▶ **EXERCISE DESCRIPTION**: Each line from the one that contains "Target: rear window" to the end of the material must be quoted exactly; include both end lines and nothing else.

▶ **MATERIAL PROVIDED**:
# # # # # # #
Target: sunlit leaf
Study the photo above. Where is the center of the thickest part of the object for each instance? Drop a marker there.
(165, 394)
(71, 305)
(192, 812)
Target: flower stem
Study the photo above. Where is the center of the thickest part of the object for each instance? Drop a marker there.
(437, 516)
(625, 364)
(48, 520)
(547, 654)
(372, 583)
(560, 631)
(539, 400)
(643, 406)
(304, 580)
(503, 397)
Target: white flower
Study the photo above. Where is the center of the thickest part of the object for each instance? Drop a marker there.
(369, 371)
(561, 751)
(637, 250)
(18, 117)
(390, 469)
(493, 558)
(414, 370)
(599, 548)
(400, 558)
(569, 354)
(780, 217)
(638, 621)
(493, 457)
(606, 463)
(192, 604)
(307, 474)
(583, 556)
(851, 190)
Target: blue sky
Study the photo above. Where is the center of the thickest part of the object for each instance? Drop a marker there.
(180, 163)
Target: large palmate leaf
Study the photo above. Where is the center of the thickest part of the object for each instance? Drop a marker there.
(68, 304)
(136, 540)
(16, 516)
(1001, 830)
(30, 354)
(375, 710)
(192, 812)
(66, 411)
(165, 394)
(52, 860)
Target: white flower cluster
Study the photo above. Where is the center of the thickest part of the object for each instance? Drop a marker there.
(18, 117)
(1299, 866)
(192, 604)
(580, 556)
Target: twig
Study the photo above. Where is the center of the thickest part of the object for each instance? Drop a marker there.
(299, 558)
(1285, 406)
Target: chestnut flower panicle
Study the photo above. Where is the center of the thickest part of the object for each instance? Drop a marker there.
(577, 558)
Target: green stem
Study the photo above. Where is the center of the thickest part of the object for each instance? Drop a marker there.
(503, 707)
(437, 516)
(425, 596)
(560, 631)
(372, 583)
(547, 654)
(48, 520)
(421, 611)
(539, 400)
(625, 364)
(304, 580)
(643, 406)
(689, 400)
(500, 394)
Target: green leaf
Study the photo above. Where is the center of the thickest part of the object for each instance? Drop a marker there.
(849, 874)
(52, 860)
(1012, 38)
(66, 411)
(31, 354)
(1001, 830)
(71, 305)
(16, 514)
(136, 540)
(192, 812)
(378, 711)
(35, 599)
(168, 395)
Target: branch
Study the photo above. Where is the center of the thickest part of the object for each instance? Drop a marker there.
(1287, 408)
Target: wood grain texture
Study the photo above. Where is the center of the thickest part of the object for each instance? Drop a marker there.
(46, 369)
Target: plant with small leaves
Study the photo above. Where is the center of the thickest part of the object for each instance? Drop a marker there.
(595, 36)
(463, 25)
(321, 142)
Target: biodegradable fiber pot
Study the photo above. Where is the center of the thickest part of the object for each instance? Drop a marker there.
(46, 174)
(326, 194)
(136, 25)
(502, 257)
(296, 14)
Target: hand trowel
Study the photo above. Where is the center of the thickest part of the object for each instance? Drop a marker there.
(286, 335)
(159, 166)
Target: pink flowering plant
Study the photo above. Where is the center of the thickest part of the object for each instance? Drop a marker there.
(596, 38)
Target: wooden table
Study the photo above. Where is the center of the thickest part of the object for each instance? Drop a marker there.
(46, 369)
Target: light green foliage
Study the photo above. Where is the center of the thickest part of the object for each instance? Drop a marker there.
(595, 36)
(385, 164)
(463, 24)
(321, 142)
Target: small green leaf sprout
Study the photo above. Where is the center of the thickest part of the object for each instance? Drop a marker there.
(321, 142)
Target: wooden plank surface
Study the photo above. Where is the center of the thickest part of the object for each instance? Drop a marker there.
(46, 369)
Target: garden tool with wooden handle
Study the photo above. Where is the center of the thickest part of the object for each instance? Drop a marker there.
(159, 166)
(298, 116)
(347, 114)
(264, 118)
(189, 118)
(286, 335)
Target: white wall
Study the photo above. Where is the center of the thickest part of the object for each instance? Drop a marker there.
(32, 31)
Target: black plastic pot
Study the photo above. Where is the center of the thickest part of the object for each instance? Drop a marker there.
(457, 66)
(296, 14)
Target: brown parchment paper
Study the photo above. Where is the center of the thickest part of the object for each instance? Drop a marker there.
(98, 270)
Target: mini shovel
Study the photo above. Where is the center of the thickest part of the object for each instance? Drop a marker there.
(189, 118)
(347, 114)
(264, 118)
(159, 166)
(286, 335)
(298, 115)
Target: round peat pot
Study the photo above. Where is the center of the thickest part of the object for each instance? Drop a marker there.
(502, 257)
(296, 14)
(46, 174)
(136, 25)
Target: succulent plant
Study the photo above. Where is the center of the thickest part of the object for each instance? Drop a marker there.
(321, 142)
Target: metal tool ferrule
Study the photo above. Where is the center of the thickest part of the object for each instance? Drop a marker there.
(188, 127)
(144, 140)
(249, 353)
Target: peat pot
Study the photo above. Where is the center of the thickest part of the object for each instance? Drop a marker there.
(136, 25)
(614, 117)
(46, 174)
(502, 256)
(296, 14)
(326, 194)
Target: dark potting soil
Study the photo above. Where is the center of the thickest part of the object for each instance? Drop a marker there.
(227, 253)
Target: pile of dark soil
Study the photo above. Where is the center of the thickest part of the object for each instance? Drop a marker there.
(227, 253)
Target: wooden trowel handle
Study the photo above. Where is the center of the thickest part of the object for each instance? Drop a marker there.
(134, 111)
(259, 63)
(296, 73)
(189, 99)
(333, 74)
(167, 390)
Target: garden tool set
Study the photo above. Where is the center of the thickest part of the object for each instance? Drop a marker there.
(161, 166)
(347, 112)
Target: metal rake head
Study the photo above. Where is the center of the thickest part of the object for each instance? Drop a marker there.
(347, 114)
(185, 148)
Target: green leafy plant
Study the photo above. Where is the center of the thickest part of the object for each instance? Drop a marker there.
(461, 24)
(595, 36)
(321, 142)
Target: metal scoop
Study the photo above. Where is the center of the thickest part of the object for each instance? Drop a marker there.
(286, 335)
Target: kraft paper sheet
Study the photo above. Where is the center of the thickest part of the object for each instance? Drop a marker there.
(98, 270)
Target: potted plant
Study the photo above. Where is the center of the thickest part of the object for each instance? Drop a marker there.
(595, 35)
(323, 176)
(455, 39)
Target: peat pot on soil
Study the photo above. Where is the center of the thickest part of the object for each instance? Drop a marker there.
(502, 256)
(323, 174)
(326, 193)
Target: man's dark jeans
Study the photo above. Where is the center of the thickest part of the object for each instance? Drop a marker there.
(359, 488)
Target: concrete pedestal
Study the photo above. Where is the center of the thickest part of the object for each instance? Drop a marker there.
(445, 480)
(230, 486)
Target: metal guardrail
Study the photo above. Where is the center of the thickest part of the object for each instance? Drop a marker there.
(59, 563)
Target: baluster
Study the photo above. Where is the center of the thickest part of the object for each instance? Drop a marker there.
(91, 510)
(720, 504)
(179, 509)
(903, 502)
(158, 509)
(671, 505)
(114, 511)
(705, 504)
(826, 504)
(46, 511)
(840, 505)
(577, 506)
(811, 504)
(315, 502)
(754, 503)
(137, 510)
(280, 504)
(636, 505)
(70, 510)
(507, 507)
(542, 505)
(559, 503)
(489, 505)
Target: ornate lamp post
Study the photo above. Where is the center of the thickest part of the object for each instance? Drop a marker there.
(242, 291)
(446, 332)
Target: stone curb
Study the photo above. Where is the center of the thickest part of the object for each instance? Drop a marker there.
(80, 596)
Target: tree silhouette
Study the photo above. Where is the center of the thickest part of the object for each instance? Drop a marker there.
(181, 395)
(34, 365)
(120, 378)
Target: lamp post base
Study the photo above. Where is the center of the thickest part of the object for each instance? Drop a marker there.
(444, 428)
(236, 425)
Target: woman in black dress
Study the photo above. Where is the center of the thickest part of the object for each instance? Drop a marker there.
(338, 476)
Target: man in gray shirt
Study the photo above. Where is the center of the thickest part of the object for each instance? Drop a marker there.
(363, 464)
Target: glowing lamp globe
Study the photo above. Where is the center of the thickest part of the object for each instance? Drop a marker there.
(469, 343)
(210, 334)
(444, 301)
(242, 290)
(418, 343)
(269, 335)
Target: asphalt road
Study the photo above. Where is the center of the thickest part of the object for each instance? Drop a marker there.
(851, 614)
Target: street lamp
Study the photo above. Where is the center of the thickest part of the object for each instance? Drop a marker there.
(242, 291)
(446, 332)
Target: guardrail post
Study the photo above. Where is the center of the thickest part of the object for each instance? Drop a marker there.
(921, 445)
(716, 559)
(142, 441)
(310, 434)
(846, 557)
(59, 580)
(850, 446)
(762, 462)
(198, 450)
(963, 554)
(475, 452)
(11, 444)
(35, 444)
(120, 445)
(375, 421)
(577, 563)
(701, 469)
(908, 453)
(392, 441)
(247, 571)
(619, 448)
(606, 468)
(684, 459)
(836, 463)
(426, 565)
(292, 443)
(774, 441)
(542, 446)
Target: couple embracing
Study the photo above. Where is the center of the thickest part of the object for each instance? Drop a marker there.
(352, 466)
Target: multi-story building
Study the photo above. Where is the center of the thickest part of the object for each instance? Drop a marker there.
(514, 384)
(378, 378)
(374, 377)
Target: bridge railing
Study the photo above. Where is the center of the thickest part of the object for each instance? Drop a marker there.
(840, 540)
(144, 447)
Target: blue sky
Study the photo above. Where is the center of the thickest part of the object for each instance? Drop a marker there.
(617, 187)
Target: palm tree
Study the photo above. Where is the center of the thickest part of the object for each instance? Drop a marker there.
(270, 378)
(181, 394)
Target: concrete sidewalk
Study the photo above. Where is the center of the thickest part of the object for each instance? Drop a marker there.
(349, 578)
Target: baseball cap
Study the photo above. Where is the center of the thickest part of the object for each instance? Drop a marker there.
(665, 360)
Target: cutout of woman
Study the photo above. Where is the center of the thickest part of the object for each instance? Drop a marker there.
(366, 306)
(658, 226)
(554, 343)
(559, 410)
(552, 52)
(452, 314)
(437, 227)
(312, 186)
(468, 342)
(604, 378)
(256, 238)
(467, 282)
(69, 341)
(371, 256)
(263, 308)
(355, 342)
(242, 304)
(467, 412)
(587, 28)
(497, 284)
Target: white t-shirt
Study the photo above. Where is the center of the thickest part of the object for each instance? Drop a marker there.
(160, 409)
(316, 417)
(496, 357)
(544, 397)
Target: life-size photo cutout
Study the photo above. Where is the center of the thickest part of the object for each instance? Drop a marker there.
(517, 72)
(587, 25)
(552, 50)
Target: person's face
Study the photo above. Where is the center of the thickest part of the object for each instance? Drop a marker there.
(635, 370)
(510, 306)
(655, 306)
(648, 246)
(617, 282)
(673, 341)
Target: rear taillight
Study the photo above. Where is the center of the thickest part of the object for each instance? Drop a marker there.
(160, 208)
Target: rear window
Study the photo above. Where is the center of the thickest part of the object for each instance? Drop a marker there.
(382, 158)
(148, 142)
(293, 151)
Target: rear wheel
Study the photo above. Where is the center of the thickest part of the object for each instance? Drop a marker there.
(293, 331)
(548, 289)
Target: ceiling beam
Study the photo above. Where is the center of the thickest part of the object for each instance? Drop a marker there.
# # # # # # #
▶ **FINAL RESULT**:
Target: rear window
Study the photo above. Where is the center of the thickest part of the object for each instance? Drop a marker there.
(382, 158)
(148, 142)
(293, 151)
Target: rear wheel
Study the photo above. Where is the center of the thickest part of the object for each instance? Drop a marker there.
(293, 331)
(548, 289)
Target: ceiling beam
Study the photo above. Where is the center of the thickest part of the object for each instance? Drop a marker there.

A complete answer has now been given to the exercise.